▸ **Work required**:
Pick out and copy each line of the material below that contains the word "green". Treat uppercase and lowercase as different.

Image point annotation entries
>>>>
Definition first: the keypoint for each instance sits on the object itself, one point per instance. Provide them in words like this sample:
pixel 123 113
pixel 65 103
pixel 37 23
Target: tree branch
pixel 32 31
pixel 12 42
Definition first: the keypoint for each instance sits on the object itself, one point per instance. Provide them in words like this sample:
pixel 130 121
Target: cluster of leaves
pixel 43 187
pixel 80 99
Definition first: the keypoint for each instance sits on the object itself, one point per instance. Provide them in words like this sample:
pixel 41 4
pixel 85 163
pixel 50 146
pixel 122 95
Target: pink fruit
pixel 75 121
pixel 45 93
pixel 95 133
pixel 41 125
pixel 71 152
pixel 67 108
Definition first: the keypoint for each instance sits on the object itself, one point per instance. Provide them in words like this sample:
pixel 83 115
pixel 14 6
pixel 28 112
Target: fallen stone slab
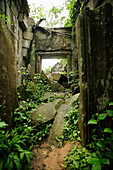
pixel 44 113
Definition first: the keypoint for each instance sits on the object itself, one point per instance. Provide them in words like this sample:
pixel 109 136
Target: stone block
pixel 28 35
pixel 26 43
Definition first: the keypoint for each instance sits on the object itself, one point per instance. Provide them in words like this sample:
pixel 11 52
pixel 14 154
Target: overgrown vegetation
pixel 16 145
pixel 98 154
pixel 74 7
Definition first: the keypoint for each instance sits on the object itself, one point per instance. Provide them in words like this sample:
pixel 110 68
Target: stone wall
pixel 53 43
pixel 95 55
pixel 15 39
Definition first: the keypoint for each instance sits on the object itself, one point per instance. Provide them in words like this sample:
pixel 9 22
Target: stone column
pixel 38 63
pixel 69 65
pixel 95 58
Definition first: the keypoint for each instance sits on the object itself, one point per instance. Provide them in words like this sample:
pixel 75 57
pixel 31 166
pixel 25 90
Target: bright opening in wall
pixel 49 63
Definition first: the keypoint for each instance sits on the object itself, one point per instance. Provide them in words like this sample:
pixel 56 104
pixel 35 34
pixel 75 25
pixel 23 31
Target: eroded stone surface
pixel 44 113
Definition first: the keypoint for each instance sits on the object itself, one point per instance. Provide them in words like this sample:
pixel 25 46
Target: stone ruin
pixel 90 45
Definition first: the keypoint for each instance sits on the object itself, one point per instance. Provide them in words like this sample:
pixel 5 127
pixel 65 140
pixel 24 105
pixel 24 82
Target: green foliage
pixel 33 89
pixel 74 8
pixel 98 154
pixel 64 62
pixel 77 159
pixel 53 16
pixel 70 130
pixel 73 78
pixel 3 17
pixel 16 145
pixel 47 70
pixel 37 12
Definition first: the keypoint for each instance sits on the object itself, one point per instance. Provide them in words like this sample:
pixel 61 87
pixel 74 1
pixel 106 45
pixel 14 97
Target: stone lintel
pixel 54 54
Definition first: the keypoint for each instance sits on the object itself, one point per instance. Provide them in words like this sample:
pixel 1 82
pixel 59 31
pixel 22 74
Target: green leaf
pixel 109 154
pixel 2 124
pixel 111 104
pixel 18 164
pixel 28 159
pixel 1 163
pixel 92 121
pixel 110 113
pixel 96 166
pixel 21 155
pixel 105 161
pixel 108 130
pixel 102 116
pixel 100 144
pixel 93 160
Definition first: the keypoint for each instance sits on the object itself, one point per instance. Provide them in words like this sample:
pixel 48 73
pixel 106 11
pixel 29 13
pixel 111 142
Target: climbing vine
pixel 74 7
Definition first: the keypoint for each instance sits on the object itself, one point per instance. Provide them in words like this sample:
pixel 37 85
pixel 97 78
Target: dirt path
pixel 48 157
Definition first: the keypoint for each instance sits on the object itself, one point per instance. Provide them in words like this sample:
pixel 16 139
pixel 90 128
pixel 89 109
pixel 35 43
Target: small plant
pixel 102 147
pixel 98 154
pixel 77 159
pixel 70 130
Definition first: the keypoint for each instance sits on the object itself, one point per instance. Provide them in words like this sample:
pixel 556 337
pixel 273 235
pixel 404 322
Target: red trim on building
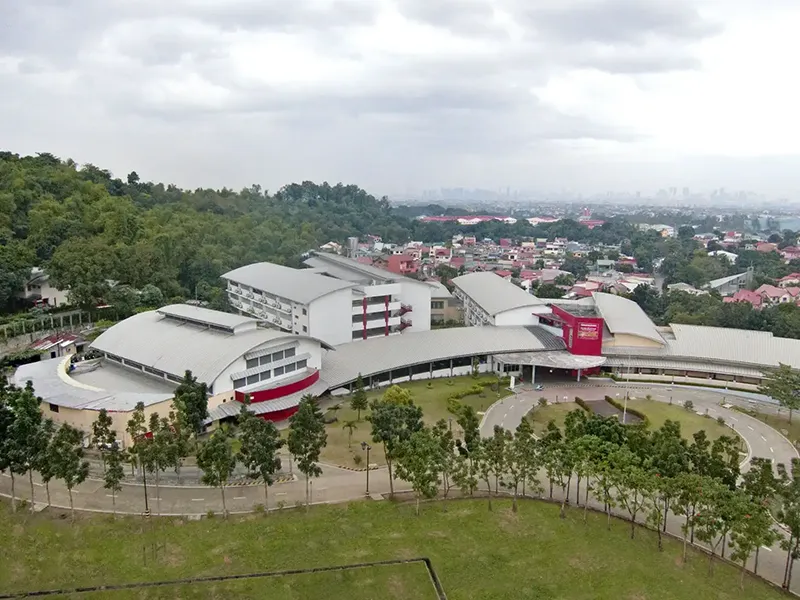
pixel 364 332
pixel 280 391
pixel 386 314
pixel 583 335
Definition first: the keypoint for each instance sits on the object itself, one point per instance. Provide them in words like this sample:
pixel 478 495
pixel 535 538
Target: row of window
pixel 277 371
pixel 270 358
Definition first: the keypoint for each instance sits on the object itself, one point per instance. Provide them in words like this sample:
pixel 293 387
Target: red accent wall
pixel 364 321
pixel 280 391
pixel 582 335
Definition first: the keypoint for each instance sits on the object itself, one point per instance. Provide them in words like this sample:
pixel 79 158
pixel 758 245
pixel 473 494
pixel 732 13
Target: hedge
pixel 620 406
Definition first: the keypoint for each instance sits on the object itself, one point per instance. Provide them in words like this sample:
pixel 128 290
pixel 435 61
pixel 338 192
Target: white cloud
pixel 408 93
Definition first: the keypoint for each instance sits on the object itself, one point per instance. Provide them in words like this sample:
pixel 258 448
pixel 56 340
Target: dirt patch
pixel 397 589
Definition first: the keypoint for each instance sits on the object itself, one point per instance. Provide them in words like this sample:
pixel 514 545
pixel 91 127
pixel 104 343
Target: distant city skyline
pixel 401 95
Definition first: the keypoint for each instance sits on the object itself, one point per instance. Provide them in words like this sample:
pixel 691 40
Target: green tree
pixel 69 465
pixel 113 473
pixel 102 434
pixel 392 424
pixel 24 440
pixel 418 463
pixel 151 296
pixel 217 462
pixel 359 400
pixel 753 530
pixel 191 402
pixel 307 438
pixel 789 515
pixel 260 443
pixel 351 426
pixel 783 384
pixel 138 451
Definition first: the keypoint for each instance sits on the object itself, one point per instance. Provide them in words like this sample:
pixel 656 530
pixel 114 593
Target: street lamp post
pixel 367 447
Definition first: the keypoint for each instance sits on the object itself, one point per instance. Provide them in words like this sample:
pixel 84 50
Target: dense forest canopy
pixel 86 227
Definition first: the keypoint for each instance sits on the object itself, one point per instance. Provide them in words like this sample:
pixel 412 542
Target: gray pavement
pixel 340 485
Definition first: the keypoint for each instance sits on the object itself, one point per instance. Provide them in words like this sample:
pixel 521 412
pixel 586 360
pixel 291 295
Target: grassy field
pixel 392 582
pixel 478 555
pixel 433 401
pixel 657 412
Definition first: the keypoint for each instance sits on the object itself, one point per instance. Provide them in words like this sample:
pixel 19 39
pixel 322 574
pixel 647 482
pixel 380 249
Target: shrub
pixel 631 411
pixel 453 405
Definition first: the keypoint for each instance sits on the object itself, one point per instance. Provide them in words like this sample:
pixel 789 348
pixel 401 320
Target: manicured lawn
pixel 657 413
pixel 433 402
pixel 394 582
pixel 478 555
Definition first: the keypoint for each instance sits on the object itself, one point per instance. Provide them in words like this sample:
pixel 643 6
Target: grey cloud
pixel 621 21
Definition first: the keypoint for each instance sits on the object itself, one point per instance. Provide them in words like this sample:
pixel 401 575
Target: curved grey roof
pixel 623 316
pixel 381 354
pixel 297 285
pixel 174 346
pixel 493 293
pixel 62 390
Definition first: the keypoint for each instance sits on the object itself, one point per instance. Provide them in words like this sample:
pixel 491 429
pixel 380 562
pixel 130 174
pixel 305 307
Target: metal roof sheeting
pixel 205 315
pixel 174 346
pixel 55 389
pixel 381 354
pixel 625 317
pixel 493 293
pixel 297 285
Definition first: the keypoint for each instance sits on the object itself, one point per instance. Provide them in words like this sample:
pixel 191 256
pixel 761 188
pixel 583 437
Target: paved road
pixel 339 485
pixel 762 440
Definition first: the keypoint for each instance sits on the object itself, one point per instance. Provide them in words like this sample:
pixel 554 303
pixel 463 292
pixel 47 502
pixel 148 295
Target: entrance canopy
pixel 554 359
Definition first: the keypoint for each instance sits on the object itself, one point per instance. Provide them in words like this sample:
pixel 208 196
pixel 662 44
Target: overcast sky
pixel 400 95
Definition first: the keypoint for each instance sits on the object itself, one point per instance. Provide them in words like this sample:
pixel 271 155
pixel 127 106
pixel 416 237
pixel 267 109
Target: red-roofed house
pixel 790 252
pixel 790 280
pixel 745 296
pixel 766 247
pixel 402 264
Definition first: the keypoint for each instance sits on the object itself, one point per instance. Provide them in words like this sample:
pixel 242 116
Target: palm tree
pixel 350 426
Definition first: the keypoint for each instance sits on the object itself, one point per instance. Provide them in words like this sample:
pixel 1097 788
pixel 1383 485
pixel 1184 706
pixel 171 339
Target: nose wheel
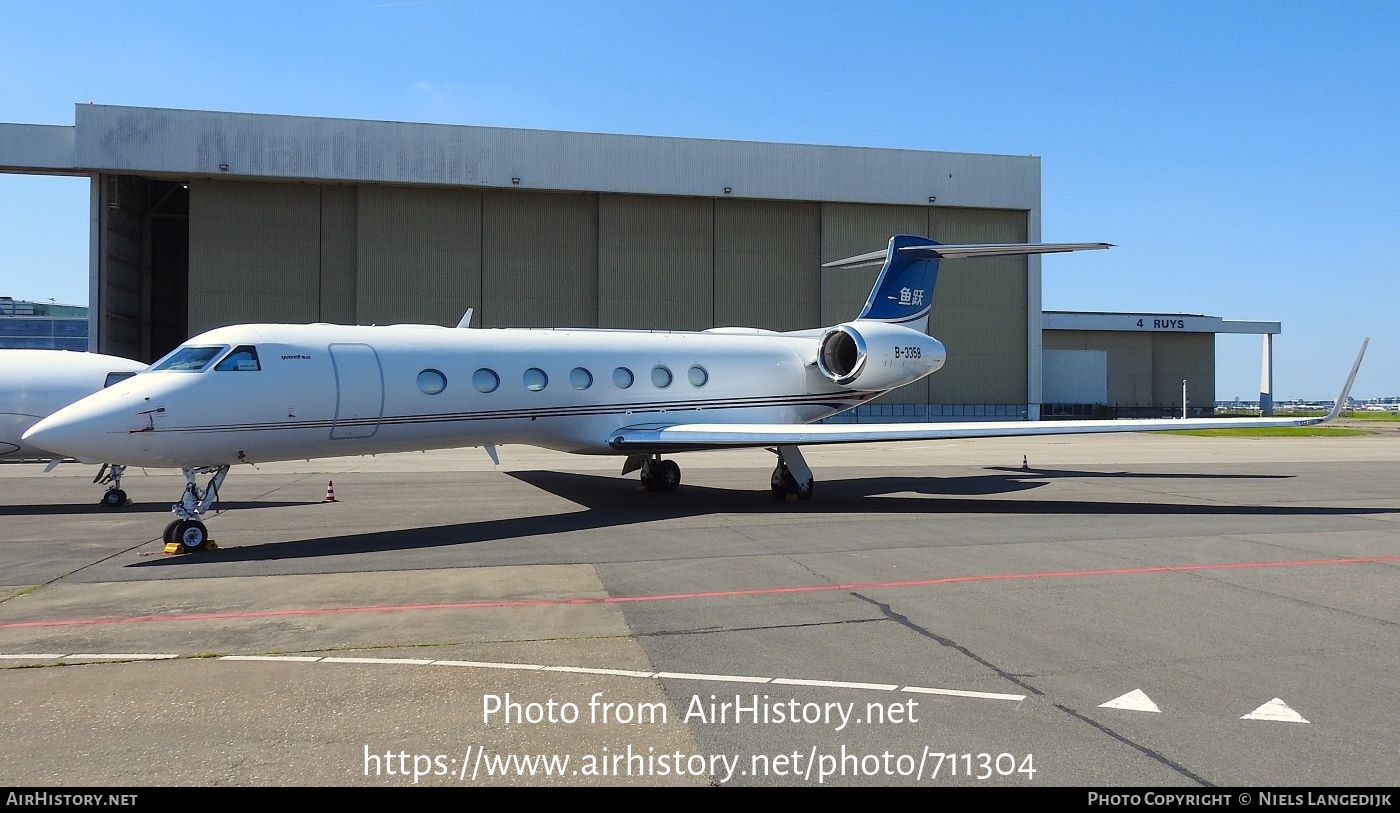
<<<<
▸ **Answer below**:
Target: green foliage
Target: green leaf
Target: green tree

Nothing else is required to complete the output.